Source passage:
((

The kangaroo was driven around town in a car boot, then released down the main street where it was almost hit by cars. Later the animal was taken to a park where it was struck with sticks and by hand and kicked in the head with steel-capped boots then thrown against a tree. Parts of the abuse were filmed on a mobile phone.

The trio initially avoided conviction and were given good behaviour bonds and fines of $850 to $2500. The Office of Public Prosecutions appealed, and the men were eventually convicted and their fines increased. Two received community corrections orders and the other a suspended sentence.

RSPCA Victoria’s inspectorate manager, Allie Jalbert, said sentences were falling short of community expectations and were not providing a deterrent to repeat offenders – a disturbing trend considering studies showed animal cruelty could be a precursor to violence against humans. ”We wouldn’t see sentences that get anywhere near [the maximum penalties],” she said. ”The same people are absolutely re-offending and even when they’re re-offending we’re not necessarily seeing tough penalties even the second or third time.”

Ms Jalbert said the most effective punishment was to ban the offender from owning or caring for a pet. Bans of up to 10 years can be imposed under Victorian law.

Of 326 animal cruelty cases prosecuted through Victorian Magistrates Courts between 2010 and 2012, the most common punishment was a fine.

))

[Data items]
((

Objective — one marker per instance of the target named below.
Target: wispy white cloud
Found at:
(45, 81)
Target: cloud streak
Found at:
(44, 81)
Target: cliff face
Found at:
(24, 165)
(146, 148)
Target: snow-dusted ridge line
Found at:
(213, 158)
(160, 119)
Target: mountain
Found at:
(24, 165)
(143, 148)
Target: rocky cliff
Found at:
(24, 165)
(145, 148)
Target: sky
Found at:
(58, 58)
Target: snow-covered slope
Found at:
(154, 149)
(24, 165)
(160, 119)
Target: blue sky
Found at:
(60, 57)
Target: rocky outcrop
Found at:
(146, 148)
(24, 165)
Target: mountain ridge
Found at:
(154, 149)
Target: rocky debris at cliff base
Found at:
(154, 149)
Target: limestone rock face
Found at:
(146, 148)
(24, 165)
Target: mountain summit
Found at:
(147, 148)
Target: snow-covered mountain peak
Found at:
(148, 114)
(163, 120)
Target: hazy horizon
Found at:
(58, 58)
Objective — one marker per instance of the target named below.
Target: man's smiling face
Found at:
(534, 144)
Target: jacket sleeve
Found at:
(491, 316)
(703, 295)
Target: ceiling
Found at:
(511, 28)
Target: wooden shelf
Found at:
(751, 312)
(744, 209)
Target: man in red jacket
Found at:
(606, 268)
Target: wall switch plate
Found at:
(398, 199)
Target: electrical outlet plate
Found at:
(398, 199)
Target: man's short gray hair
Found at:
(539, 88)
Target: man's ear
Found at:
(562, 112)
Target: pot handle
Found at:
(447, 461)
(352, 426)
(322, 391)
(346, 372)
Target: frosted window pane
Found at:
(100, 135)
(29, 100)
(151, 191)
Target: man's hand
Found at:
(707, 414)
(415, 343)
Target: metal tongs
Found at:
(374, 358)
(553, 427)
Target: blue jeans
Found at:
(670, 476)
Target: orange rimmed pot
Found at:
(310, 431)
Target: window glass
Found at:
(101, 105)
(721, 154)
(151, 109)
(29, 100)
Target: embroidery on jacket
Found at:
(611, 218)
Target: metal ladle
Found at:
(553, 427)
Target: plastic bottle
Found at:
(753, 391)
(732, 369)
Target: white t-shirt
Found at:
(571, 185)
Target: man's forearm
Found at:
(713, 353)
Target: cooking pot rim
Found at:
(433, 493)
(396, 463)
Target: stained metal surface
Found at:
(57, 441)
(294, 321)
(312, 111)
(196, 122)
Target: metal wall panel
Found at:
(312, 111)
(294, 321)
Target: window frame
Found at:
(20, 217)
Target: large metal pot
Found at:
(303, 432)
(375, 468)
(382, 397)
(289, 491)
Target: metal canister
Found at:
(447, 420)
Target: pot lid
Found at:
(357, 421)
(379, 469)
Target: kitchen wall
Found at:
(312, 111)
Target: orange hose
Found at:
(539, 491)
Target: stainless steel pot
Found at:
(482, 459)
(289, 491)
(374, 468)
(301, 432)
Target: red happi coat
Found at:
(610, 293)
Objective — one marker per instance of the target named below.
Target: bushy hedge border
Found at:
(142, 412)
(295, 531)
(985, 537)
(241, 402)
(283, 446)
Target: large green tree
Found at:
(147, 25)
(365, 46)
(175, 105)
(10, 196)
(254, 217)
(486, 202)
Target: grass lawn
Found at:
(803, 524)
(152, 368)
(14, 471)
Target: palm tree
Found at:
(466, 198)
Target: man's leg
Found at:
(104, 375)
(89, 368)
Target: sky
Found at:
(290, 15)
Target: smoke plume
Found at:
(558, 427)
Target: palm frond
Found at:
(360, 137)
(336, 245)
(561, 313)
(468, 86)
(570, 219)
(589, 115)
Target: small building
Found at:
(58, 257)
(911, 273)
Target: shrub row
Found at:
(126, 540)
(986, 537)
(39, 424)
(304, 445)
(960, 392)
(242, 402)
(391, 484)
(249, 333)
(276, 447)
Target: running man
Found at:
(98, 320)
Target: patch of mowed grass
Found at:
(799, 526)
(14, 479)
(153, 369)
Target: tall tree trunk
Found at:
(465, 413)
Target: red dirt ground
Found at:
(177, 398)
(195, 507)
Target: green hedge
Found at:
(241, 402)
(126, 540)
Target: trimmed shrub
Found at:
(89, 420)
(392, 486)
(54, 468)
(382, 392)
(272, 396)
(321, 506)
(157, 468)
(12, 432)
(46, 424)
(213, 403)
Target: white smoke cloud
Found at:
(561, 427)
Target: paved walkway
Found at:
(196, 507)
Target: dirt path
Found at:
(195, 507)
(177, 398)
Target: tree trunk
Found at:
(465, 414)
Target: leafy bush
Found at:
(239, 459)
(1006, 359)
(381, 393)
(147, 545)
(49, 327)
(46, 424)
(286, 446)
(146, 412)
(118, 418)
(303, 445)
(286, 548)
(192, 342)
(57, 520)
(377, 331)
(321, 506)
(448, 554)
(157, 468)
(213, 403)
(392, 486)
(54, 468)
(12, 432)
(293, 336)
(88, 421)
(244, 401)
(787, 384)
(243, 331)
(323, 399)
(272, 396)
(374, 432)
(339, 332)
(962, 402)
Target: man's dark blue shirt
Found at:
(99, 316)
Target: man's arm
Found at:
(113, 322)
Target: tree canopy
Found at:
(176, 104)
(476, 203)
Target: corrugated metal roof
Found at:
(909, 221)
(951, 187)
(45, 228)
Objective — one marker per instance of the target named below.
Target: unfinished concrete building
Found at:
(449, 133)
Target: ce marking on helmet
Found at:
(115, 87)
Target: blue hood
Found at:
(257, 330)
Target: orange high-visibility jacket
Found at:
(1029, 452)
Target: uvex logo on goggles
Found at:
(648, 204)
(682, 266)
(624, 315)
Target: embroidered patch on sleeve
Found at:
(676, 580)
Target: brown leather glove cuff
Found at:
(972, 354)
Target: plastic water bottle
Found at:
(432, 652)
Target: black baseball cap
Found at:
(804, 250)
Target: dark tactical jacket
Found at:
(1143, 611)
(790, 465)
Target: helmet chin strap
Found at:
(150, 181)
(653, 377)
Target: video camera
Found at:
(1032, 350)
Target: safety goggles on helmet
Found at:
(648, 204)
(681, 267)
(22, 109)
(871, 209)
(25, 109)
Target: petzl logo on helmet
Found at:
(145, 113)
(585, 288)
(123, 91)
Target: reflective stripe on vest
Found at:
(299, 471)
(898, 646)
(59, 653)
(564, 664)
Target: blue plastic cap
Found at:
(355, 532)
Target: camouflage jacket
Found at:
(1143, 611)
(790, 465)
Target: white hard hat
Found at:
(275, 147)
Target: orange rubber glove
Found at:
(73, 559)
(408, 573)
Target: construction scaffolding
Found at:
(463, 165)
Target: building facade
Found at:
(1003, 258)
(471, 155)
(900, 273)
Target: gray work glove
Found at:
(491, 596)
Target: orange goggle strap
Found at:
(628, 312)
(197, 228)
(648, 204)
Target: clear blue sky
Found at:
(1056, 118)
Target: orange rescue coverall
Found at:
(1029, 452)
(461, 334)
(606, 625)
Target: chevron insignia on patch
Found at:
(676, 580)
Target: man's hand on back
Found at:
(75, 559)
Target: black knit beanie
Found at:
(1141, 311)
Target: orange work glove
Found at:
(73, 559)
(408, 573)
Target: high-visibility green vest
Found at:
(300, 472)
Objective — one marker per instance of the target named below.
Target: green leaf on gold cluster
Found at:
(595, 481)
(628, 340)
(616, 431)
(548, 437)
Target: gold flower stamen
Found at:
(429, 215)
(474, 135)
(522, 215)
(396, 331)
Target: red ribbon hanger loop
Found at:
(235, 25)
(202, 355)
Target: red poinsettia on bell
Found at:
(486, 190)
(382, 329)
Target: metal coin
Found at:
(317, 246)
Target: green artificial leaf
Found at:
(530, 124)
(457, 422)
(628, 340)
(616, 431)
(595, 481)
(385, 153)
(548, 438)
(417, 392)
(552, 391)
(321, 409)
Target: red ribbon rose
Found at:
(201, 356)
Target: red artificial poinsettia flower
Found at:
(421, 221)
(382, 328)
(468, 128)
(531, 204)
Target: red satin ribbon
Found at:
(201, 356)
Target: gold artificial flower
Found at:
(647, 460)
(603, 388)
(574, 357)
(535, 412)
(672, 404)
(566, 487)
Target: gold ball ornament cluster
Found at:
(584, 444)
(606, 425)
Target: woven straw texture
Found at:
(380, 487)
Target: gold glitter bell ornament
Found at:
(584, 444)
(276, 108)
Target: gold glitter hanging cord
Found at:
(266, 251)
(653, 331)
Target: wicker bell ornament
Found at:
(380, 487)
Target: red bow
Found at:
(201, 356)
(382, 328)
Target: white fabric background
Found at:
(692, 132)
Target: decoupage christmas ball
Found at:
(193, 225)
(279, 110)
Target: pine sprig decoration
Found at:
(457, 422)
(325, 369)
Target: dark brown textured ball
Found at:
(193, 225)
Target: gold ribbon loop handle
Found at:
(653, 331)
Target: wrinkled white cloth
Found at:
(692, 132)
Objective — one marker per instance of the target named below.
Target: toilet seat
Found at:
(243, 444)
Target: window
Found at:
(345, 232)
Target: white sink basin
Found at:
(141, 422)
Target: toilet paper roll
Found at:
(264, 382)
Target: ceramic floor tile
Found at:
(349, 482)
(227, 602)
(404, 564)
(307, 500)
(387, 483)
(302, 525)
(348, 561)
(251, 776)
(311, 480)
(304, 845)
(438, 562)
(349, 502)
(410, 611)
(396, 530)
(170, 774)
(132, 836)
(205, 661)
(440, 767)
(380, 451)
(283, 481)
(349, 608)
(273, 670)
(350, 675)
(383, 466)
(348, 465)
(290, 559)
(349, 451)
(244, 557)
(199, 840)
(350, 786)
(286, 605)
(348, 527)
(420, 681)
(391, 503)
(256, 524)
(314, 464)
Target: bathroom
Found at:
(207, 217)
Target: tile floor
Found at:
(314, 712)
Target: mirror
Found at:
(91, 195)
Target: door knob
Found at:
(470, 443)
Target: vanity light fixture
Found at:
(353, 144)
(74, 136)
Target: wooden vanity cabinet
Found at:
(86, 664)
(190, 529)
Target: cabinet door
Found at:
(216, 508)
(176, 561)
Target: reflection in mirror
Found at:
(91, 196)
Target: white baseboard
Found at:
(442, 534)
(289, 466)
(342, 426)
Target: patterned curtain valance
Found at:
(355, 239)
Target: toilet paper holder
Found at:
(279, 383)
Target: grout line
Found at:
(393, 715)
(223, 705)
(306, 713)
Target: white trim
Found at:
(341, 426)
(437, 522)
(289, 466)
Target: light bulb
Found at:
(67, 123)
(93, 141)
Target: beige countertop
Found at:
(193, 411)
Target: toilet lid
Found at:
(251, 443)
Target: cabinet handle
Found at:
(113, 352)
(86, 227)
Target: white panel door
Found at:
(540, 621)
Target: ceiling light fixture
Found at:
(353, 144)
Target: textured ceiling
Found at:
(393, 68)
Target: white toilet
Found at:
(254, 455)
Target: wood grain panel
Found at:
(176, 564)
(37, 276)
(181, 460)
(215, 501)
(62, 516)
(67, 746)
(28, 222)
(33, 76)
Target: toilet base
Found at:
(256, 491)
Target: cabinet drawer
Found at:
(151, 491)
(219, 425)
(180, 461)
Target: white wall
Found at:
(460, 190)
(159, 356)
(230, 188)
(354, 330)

))

List of tasks:
A: Set down the part of the animal cruelty passage above from "The kangaroo was" up to and including "a suspended sentence.".
B: According to the animal cruelty passage above, what was done to the kangaroo after it was taken to a park? List each action.

Results:
A:
The kangaroo was driven around town in a car boot, then released down the main street where it was almost hit by cars. Later the animal was taken to a park where it was struck with sticks and by hand and kicked in the head with steel-capped boots then thrown against a tree. Parts of the abuse were filmed on a mobile phone.

The trio initially avoided conviction and were given good behaviour bonds and fines of $850 to $2500. The Office of Public Prosecutions appealed, and the men were eventually convicted and their fines increased. Two received community corrections orders and the other a suspended sentence.

B:
- Struck with sticks
- Struck by hand
- Kicked in the head with steel-capped boots
- Thrown against a tree